— Begin Text section —

The thing is that your capital is fully at risk, in the event that there's another (presently unenvisaged) property crash... as long as you're aware of and willing to accept the downside risk then you can decide whether the potential return justifies the risk.
 
Thanks we are taking 150k property don't think can fall an awful lot even with another property crash. Accept your point though.
 
Should add that even if property reduced 20% over the 7 years that the rental income after all taxes might still make it a good move.
 
I'm thinking with interest rates on deposits so low and likely to remain so for a couple of years before the inevitable slow rise would it not be a good idea to purchase a property before 311214 instead of leaving cash on deposit. I imagine if I invested say 150k cash in a second property I am thinking with say just a 5% increase over 7 years would leave me far better off in 7 years time if I wanted to sell the property - i.e hold for 7 years and pay no cgt on disposal. I am aware of property taxes involved. Anyone agree or disagree with me as i believe there is a smell of things picking up. I would be purchasing in a vibrant rural town. At worst if I rented the property and it never went up in value in the 7 years it's probably still a safer bet than cash on deposit return wise. Thoughts appreciated.

— End Text section —
— Begin Material supplied —

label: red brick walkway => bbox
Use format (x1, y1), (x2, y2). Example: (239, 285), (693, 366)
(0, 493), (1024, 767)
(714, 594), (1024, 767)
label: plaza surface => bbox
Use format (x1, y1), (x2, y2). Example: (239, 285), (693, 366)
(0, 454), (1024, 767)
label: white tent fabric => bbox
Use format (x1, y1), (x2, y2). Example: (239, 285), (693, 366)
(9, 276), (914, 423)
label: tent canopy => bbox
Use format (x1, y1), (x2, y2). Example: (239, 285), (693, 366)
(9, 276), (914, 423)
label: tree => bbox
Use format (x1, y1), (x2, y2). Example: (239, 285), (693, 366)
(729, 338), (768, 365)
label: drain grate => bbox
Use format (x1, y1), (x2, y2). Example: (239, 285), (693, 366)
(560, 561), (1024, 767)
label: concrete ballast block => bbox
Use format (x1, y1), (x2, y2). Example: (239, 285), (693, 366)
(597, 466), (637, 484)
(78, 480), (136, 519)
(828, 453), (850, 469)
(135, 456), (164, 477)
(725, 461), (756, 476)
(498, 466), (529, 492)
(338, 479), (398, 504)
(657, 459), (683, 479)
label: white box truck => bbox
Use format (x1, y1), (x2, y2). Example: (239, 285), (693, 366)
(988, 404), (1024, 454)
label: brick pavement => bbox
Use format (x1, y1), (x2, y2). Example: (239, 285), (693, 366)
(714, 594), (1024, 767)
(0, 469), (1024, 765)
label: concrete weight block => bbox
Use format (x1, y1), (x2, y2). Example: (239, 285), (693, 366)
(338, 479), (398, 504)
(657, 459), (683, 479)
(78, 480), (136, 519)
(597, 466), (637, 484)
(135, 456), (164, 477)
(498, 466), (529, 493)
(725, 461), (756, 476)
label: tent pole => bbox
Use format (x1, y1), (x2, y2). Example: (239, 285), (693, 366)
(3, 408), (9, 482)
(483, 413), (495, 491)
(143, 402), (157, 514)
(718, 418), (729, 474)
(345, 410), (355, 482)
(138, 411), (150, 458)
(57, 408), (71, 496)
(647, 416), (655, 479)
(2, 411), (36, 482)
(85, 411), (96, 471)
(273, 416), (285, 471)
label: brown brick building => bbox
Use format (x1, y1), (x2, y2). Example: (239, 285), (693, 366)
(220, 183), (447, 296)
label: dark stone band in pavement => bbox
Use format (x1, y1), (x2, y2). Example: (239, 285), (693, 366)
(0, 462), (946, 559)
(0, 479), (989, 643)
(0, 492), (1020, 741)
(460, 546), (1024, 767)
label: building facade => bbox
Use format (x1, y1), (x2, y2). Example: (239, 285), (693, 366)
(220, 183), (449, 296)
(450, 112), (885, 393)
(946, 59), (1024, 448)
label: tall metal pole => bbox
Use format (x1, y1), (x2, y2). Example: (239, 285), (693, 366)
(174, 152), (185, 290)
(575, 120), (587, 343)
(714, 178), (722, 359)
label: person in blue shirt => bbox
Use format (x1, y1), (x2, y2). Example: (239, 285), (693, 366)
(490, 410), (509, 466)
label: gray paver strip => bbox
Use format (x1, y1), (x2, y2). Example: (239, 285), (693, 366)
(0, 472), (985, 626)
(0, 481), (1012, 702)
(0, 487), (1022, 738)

— End Material supplied —

> Written tasks:
1/ In the discussion about buying a second property, how many years does the poster plan to hold it so that no CGT is paid on disposal?
2/ Resume the discussion about buying a second property instead of keeping cash on deposit, starting after its last sentence.
The data has no role in this exercise.

> Written responses:
1/ Seven years.

2/
Do these exist? I'm not doing down rural towns but by vibrant I'm taking you to mean one where people have a good standard of living, have a very high level of employment and there are no ghost estates there and everything about it is tickety-boo?

Is it Tir-na-Nóg?
 
OK 'vibrant' may have been a bit over the top but 'Tir na nog' it's certainly not.

Look there is a general feeling that things are picking up a bit - right. Interest rates on deposits are crap - right. The CGT incentive will disappear at 31st December - right. Property prices are not much above crash levels in the area posssibly 10% higher than lows so if we have another crash I really don't think they can sink an awful lot. Properties in the area that were up for sale for 2-3 years are now moving these past six months.
I thought this thread may have provoked more response actually but I suppose it's early days.
 
Yes things are picking up but my reading is that it's very much two-speed, Dublin and the rest.

The only place I'd invest in property outside Dublin would be in a University town and only then if the property was dirt cheap and had a cheap agent looking after it.
 
It will disappear as Noonan has said on several occasions it will. They will not want to lose out on CGT and i would imagine he probably regrets extending it for 2014.
 
Agreed the property price pick up is two speed. Rampant in Dublin etc and at a crawls pace elsewhere. But my point is even it property prices over the 7 years were to go up other than Dublin 3% to 5% p.a one would be sitting pretty after 7 years on selling up with no cgt versus getting hammered with DIRT every year.
 
Shares fall and rise more often than property. Shares have had a good run and granted with ECB quantitative easing will help. Profits are taxable. property won't be subject to cgt. More restless nights guaranteed I would have thought on investing a sum of € 150k.
Thinking of this on 9/11.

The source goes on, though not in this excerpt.